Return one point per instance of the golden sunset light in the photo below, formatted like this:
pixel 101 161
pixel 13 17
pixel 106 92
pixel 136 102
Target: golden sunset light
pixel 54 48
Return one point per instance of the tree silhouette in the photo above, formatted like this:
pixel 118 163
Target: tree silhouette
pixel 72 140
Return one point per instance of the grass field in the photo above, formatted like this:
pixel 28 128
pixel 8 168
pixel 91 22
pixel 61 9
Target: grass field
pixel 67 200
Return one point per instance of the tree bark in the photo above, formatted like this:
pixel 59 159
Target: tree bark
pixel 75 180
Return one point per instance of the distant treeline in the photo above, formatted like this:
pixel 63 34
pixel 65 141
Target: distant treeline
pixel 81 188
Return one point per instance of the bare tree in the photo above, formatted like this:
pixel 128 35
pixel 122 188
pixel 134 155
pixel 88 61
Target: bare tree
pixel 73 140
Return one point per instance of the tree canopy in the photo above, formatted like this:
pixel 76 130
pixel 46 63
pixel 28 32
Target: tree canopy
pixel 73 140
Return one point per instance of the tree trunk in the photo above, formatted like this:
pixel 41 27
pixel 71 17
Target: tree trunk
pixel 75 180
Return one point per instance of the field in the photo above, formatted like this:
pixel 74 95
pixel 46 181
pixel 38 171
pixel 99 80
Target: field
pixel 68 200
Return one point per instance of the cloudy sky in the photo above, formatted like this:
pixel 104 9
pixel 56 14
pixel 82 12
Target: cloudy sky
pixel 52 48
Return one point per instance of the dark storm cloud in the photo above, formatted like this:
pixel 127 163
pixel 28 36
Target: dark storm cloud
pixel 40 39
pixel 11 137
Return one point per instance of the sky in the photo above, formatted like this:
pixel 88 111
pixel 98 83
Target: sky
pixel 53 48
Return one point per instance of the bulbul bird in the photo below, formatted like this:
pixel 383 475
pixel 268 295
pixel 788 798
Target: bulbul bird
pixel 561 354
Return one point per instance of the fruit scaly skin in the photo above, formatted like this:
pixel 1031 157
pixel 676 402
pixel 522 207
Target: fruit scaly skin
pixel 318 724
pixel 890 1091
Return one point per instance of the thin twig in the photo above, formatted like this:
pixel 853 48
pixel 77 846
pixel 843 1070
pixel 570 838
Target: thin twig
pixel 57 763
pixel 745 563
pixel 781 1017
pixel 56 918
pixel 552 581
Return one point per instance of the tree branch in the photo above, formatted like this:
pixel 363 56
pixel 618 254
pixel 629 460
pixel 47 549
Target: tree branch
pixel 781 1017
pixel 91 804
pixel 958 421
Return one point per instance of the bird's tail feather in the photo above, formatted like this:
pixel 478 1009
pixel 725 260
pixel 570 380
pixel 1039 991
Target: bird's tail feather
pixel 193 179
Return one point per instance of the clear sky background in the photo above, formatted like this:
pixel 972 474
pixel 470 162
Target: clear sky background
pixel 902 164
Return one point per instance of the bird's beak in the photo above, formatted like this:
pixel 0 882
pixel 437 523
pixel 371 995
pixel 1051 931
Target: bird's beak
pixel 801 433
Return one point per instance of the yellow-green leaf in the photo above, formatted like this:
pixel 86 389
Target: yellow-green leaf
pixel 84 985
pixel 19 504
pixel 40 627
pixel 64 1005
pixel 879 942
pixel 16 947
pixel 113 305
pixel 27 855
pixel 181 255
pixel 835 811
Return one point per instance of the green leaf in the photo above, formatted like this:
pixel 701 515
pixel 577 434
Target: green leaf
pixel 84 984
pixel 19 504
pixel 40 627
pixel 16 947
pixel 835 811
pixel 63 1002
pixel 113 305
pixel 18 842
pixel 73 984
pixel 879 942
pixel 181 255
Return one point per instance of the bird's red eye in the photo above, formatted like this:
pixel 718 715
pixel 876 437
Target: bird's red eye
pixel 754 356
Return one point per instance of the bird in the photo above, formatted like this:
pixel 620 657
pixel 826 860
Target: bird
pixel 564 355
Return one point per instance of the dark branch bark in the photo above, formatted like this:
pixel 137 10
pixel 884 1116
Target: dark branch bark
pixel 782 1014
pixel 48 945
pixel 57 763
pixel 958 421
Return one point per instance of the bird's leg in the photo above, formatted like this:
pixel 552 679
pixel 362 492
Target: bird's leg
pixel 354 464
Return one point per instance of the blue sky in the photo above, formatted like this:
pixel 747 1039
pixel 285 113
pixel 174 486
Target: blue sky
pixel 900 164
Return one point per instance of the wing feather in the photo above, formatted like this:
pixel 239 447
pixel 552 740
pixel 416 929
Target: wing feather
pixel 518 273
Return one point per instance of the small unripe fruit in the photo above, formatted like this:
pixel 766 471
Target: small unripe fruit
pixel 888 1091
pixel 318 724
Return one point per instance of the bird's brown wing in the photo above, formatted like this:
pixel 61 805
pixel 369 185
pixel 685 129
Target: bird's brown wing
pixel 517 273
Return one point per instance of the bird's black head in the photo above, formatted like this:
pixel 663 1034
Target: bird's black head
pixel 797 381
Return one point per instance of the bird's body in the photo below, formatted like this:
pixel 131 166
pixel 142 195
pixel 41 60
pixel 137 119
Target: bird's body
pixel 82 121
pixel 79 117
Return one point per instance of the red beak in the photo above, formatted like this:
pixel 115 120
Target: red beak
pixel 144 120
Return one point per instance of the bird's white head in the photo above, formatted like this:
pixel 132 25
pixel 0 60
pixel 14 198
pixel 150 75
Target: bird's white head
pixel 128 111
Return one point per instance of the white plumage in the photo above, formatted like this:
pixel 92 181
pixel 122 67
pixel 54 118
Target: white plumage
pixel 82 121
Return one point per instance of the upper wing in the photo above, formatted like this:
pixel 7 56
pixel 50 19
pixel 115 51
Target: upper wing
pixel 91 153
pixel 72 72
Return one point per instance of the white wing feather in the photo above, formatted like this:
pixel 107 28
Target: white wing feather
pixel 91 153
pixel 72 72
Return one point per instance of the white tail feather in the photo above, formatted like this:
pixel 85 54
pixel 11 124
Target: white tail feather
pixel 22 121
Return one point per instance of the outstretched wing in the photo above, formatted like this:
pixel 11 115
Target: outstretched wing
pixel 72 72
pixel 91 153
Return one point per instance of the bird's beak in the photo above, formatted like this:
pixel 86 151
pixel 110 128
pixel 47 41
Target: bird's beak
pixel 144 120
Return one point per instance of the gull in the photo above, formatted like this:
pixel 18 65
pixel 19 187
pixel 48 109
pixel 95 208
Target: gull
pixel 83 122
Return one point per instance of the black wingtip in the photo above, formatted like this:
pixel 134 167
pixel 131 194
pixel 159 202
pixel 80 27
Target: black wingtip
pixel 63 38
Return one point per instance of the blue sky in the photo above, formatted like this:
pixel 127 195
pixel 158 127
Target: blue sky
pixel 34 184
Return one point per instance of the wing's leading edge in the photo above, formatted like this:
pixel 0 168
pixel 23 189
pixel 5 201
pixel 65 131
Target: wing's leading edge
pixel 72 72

******************************

- _PROBLEM REQUIREMENTS_:
Please copy all of the rows above again, substituting "using this format" for every occurrence of "formatted like this" and leaving everything else unchanged.

- _RESULT FOR THIS TASK_:
Return one point per instance of the golden sunset light in the photo below, using this format:
pixel 101 161
pixel 13 17
pixel 106 92
pixel 136 102
Target: golden sunset light
pixel 54 48
Return one point per instance of the tree silhouette in the photo above, using this format:
pixel 118 163
Target: tree silhouette
pixel 72 140
Return one point per instance of the grass field in the photo above, using this format:
pixel 28 128
pixel 8 168
pixel 91 22
pixel 61 9
Target: grass field
pixel 67 200
Return one point per instance of the tree bark in the photo above, using this format:
pixel 59 159
Target: tree bark
pixel 75 180
Return one point per instance of the distant treeline in the photo above, using this format:
pixel 63 34
pixel 65 141
Target: distant treeline
pixel 81 188
Return one point per instance of the bare tree in the photo above, using this format:
pixel 128 35
pixel 122 188
pixel 134 155
pixel 88 61
Target: bare tree
pixel 73 140
Return one point per instance of the tree canopy in the photo above, using this format:
pixel 76 130
pixel 46 63
pixel 28 32
Target: tree canopy
pixel 73 140
Return one point per instance of the tree trunk in the photo above, using this format:
pixel 41 27
pixel 71 17
Target: tree trunk
pixel 75 180
Return one point per instance of the field in the photo above, using this format:
pixel 74 95
pixel 46 181
pixel 38 171
pixel 99 80
Target: field
pixel 68 200
Return one point per instance of the cloudy sky in the photo above, using this format:
pixel 104 9
pixel 56 14
pixel 82 12
Target: cloudy sky
pixel 52 48
Return one point per instance of the dark storm cloud in the photo above, using this format:
pixel 127 163
pixel 28 36
Target: dark storm cloud
pixel 40 39
pixel 11 137
Return one point per instance of the sky in the photo above, using this format:
pixel 88 111
pixel 98 83
Target: sky
pixel 53 48
Return one point per instance of the bulbul bird in the photo below, using this format:
pixel 383 475
pixel 268 295
pixel 788 798
Target: bulbul bird
pixel 561 354
Return one point per instance of the fruit scaly skin in the photo above, using this format:
pixel 1031 157
pixel 676 402
pixel 522 207
Target: fruit scaly skin
pixel 318 724
pixel 890 1091
Return one point per instance of the thin twig in the photo above, using this format:
pixel 853 48
pixel 77 846
pixel 843 1070
pixel 570 838
Target: thin twig
pixel 57 763
pixel 745 563
pixel 781 1017
pixel 56 918
pixel 552 581
Return one point per instance of the tree branch in the photo above, using this format:
pixel 363 56
pixel 618 254
pixel 629 460
pixel 47 549
Target: tree branch
pixel 781 1017
pixel 91 804
pixel 958 421
Return one point per instance of the bird's tail feather in the photo above, using this format:
pixel 478 1009
pixel 725 260
pixel 570 380
pixel 1039 991
Target: bird's tail feather
pixel 193 179
Return one point per instance of the clear sky background in the photo above, using this format:
pixel 972 474
pixel 470 162
Target: clear sky background
pixel 902 164
Return one point per instance of the bird's beak in the photo above, using this format:
pixel 0 882
pixel 437 523
pixel 371 995
pixel 1051 931
Target: bird's beak
pixel 801 433
Return one point per instance of the yellow-green leaf in the photo above, using this format:
pixel 86 389
Target: yellow-green leaf
pixel 84 985
pixel 19 504
pixel 40 627
pixel 64 1005
pixel 879 942
pixel 16 947
pixel 113 305
pixel 27 855
pixel 181 255
pixel 835 811
Return one point per instance of the green leaf in the photo above, using this format:
pixel 701 515
pixel 577 434
Target: green leaf
pixel 84 984
pixel 19 504
pixel 40 627
pixel 16 947
pixel 835 811
pixel 63 1002
pixel 113 305
pixel 18 842
pixel 73 984
pixel 879 942
pixel 181 255
Return one point per instance of the bird's red eye in the photo above, using this format:
pixel 718 715
pixel 876 437
Target: bird's red eye
pixel 754 356
Return one point per instance of the bird in the photo above, using this format:
pixel 620 657
pixel 826 860
Target: bird
pixel 564 355
Return one point per instance of the dark branch bark in the photo above, using this format:
pixel 137 10
pixel 884 1116
Target: dark branch bark
pixel 782 1014
pixel 48 945
pixel 57 763
pixel 958 421
Return one point per instance of the bird's leg in the photo above, using this format:
pixel 552 679
pixel 362 492
Target: bird's leg
pixel 354 464
Return one point per instance of the blue sky in the photo above, using this format:
pixel 747 1039
pixel 285 113
pixel 174 486
Target: blue sky
pixel 900 164
Return one point per instance of the wing feather in the photo above, using this format:
pixel 239 447
pixel 552 740
pixel 416 929
Target: wing feather
pixel 518 273
Return one point per instance of the small unripe fruit in the photo above, using this format:
pixel 766 471
Target: small unripe fruit
pixel 888 1091
pixel 318 724
Return one point per instance of the bird's brown wing in the photo above, using this format:
pixel 61 805
pixel 369 185
pixel 685 129
Target: bird's brown wing
pixel 517 273
Return one point per instance of the bird's black head in the photo above, using this format:
pixel 663 1034
Target: bird's black head
pixel 797 381
Return one point per instance of the bird's body in the photo below, using this format:
pixel 131 166
pixel 142 195
pixel 41 60
pixel 137 119
Target: bird's body
pixel 82 121
pixel 79 117
Return one point per instance of the red beak in the photo above, using this format:
pixel 115 120
Target: red beak
pixel 144 120
Return one point per instance of the bird's white head in the photo above, using this format:
pixel 132 25
pixel 0 60
pixel 14 198
pixel 150 75
Target: bird's white head
pixel 128 111
Return one point per instance of the white plumage in the photo above, using this format:
pixel 92 181
pixel 122 67
pixel 54 118
Target: white plumage
pixel 82 121
Return one point per instance of the upper wing in the photo above, using this format:
pixel 7 56
pixel 50 19
pixel 115 51
Target: upper wing
pixel 91 153
pixel 72 72
Return one point per instance of the white wing feather in the photo above, using this format:
pixel 107 28
Target: white wing feather
pixel 91 153
pixel 72 72
Return one point per instance of the white tail feather in the photo above, using this format:
pixel 85 54
pixel 11 124
Target: white tail feather
pixel 22 121
Return one point per instance of the outstretched wing in the photo above, using this format:
pixel 11 115
Target: outstretched wing
pixel 72 72
pixel 91 153
Return one point per instance of the bird's beak in the photo above, using this format:
pixel 86 151
pixel 110 128
pixel 47 41
Target: bird's beak
pixel 144 120
Return one point per instance of the gull in the photo above, using this format:
pixel 18 65
pixel 19 187
pixel 48 109
pixel 95 208
Target: gull
pixel 83 122
Return one point per instance of the black wingtip in the photo above, using this format:
pixel 134 167
pixel 131 194
pixel 159 202
pixel 80 27
Target: black wingtip
pixel 63 38
Return one point per instance of the blue sky in the photo above, using this format:
pixel 127 195
pixel 158 127
Target: blue sky
pixel 34 184
Return one point per instance of the wing's leading edge in the photo above, using this format:
pixel 0 168
pixel 23 189
pixel 5 201
pixel 65 131
Target: wing's leading edge
pixel 72 72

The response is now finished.